__GIVEN PROBLEM__
Copy out the items from the line containing "Run detection on portico" through the end of the items, swapping "portico with columns" for "row of columns" and leaving everything else the same.

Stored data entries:
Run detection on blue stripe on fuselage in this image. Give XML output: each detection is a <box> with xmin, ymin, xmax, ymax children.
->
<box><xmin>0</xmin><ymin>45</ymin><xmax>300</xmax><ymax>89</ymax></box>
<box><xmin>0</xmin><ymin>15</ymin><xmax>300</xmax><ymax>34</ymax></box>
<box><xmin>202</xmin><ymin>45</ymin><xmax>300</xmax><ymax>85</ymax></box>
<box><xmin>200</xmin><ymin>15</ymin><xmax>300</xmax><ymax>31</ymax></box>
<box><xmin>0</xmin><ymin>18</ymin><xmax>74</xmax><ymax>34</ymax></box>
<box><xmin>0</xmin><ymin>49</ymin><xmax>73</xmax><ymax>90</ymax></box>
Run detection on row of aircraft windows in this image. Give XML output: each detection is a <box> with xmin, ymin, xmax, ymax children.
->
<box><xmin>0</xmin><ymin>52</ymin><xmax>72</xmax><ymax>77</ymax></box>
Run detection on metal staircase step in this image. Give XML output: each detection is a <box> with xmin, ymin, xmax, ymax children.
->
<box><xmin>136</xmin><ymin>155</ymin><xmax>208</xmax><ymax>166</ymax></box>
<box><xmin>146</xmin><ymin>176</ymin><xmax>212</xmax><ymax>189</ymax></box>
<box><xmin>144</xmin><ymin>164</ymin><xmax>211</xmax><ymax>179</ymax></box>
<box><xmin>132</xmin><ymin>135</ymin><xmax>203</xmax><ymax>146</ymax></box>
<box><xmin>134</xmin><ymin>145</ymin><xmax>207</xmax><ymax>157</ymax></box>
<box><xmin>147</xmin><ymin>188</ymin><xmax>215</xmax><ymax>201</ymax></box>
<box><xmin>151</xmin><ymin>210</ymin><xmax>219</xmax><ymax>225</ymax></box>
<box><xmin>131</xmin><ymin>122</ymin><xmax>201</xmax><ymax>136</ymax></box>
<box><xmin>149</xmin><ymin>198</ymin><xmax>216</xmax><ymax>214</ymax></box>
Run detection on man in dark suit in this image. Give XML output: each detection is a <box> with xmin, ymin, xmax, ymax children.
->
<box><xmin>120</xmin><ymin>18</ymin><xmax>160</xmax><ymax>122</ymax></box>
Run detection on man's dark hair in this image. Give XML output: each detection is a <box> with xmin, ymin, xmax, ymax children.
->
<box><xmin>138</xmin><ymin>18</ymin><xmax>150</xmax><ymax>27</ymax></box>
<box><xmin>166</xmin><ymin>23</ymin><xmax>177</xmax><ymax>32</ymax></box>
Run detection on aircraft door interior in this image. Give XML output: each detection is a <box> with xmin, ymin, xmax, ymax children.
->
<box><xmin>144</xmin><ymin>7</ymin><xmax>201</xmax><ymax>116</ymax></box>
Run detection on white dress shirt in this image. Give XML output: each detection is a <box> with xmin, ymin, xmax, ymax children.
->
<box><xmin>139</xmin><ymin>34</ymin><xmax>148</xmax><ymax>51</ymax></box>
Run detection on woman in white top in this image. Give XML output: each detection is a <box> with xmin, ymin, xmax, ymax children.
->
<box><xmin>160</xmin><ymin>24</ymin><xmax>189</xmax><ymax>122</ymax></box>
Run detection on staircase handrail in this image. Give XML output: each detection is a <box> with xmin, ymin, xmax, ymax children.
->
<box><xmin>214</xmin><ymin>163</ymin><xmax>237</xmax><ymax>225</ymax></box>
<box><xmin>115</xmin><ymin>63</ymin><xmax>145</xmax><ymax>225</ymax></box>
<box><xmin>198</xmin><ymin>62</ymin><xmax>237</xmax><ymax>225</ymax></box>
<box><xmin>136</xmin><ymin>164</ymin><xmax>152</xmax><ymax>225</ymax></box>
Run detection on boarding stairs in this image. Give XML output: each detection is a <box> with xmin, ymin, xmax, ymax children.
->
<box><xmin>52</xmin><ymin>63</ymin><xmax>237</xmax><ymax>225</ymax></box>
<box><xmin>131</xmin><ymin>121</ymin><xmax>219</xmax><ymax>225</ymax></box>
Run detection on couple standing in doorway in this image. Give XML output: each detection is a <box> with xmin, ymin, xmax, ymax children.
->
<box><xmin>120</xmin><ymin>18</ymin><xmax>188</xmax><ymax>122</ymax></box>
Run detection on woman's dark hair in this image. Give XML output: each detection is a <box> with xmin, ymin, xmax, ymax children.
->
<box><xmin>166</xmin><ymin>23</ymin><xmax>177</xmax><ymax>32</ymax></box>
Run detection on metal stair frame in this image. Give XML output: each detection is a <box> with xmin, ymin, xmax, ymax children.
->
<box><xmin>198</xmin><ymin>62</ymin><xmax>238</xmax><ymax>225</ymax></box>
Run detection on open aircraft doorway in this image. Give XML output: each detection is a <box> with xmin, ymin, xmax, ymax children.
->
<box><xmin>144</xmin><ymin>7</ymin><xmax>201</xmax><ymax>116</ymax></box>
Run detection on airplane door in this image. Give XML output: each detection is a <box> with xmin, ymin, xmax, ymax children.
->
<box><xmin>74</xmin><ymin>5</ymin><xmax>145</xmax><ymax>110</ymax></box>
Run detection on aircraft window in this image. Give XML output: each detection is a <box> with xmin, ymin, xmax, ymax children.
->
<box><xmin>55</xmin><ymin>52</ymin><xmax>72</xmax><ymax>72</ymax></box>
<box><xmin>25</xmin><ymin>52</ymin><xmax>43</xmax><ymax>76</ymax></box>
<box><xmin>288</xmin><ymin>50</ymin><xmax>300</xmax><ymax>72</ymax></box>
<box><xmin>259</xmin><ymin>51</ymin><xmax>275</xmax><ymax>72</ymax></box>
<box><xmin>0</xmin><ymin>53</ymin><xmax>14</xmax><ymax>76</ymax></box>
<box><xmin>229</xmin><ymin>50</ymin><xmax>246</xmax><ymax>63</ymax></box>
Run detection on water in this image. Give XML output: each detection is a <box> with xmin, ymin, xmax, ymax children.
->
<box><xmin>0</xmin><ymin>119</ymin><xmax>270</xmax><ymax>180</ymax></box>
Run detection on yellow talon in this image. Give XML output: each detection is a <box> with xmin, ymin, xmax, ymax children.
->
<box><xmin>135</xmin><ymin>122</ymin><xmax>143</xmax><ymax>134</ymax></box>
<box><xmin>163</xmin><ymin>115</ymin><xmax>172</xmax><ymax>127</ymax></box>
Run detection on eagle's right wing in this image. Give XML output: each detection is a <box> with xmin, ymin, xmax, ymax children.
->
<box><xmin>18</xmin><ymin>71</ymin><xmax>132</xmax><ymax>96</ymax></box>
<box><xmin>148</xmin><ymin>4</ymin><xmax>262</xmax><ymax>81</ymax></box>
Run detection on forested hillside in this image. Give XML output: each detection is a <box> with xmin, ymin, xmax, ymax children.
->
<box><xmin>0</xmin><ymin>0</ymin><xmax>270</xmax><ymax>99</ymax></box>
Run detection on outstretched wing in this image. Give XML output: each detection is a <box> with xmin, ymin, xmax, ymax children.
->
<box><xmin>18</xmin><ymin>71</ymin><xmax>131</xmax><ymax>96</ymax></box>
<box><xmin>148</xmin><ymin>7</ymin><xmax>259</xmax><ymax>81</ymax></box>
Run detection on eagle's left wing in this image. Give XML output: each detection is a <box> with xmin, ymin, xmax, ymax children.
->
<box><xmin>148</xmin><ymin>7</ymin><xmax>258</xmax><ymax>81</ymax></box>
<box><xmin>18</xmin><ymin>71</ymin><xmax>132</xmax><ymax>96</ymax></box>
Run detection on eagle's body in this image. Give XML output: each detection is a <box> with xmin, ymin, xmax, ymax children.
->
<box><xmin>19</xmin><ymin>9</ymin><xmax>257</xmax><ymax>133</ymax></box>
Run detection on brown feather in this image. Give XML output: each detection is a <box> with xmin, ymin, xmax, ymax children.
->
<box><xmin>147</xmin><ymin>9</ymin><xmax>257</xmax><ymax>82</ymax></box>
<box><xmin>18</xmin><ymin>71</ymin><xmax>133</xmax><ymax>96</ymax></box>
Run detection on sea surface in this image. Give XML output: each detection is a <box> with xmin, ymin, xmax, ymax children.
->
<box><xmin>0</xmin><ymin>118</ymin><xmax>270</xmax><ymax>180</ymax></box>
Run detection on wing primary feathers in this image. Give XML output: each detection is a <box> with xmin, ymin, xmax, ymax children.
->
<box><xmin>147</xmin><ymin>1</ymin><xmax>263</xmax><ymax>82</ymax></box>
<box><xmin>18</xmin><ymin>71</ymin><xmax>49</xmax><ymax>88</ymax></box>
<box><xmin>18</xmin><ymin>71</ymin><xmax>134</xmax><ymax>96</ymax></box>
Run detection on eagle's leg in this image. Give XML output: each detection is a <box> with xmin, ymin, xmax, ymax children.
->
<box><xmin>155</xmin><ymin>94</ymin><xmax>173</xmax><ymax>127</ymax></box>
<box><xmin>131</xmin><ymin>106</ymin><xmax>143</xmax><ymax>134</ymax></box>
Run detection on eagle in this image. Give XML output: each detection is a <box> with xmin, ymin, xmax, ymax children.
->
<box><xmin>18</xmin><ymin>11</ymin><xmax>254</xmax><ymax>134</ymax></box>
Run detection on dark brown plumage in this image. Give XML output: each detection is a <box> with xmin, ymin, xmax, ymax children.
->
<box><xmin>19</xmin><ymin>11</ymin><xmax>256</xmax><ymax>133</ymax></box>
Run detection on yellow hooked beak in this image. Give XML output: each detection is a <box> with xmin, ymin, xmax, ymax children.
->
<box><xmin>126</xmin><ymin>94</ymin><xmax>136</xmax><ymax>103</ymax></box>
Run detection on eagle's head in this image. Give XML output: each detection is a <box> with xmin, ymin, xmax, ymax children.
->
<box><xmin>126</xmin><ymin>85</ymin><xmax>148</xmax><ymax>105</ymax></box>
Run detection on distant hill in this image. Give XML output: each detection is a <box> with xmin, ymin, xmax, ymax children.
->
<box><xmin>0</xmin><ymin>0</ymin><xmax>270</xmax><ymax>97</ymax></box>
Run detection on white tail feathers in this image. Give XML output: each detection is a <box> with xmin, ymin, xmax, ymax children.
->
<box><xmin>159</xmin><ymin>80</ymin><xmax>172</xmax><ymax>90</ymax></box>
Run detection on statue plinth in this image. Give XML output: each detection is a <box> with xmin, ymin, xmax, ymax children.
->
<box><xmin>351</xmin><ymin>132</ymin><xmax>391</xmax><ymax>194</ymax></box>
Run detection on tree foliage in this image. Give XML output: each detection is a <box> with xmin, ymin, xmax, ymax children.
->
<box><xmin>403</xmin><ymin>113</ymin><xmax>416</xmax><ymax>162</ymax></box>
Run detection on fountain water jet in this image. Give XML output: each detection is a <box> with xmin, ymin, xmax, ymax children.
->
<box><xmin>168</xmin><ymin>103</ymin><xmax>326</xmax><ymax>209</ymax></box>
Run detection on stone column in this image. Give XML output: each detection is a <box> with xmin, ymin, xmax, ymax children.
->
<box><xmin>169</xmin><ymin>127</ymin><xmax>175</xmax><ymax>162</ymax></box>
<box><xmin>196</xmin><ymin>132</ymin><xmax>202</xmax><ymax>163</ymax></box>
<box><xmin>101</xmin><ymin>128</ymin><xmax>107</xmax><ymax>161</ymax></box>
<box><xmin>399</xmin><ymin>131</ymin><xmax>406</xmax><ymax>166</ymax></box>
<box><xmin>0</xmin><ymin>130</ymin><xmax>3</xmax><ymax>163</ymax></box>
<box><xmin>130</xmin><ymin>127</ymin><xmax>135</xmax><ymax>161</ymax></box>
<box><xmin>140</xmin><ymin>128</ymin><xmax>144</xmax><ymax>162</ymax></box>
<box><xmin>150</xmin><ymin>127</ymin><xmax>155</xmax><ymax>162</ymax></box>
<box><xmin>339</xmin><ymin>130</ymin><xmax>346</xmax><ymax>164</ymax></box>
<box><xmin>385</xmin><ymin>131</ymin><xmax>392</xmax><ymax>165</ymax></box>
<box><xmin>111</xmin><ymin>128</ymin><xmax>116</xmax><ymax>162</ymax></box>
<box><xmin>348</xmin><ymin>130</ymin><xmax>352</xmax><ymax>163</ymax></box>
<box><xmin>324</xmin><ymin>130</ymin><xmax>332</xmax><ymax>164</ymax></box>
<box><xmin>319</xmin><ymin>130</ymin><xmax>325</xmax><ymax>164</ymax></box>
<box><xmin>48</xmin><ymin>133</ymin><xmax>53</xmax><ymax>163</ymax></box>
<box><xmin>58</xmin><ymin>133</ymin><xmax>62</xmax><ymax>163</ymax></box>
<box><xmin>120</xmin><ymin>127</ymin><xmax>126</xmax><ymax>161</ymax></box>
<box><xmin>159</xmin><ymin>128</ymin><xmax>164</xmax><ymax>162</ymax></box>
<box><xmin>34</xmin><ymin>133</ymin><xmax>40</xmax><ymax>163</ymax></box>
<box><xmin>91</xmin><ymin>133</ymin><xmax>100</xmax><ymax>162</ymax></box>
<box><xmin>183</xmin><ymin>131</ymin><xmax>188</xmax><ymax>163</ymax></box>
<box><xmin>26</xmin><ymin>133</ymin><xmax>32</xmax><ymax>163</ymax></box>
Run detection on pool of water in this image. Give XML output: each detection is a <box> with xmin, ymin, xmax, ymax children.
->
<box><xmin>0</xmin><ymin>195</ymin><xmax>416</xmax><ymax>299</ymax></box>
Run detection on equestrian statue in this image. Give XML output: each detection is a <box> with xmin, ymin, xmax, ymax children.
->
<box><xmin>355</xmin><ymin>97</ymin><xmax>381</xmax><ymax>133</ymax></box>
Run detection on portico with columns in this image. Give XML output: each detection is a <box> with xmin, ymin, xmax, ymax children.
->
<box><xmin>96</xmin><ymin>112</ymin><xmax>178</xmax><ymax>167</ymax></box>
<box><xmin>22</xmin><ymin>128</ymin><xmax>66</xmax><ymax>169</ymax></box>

__TASK RESPONSE__
Run detection on row of columns in this image. Give XML output: each detection is a <box> with xmin, ymin, xmax, ymax children.
->
<box><xmin>96</xmin><ymin>112</ymin><xmax>178</xmax><ymax>167</ymax></box>
<box><xmin>22</xmin><ymin>128</ymin><xmax>66</xmax><ymax>169</ymax></box>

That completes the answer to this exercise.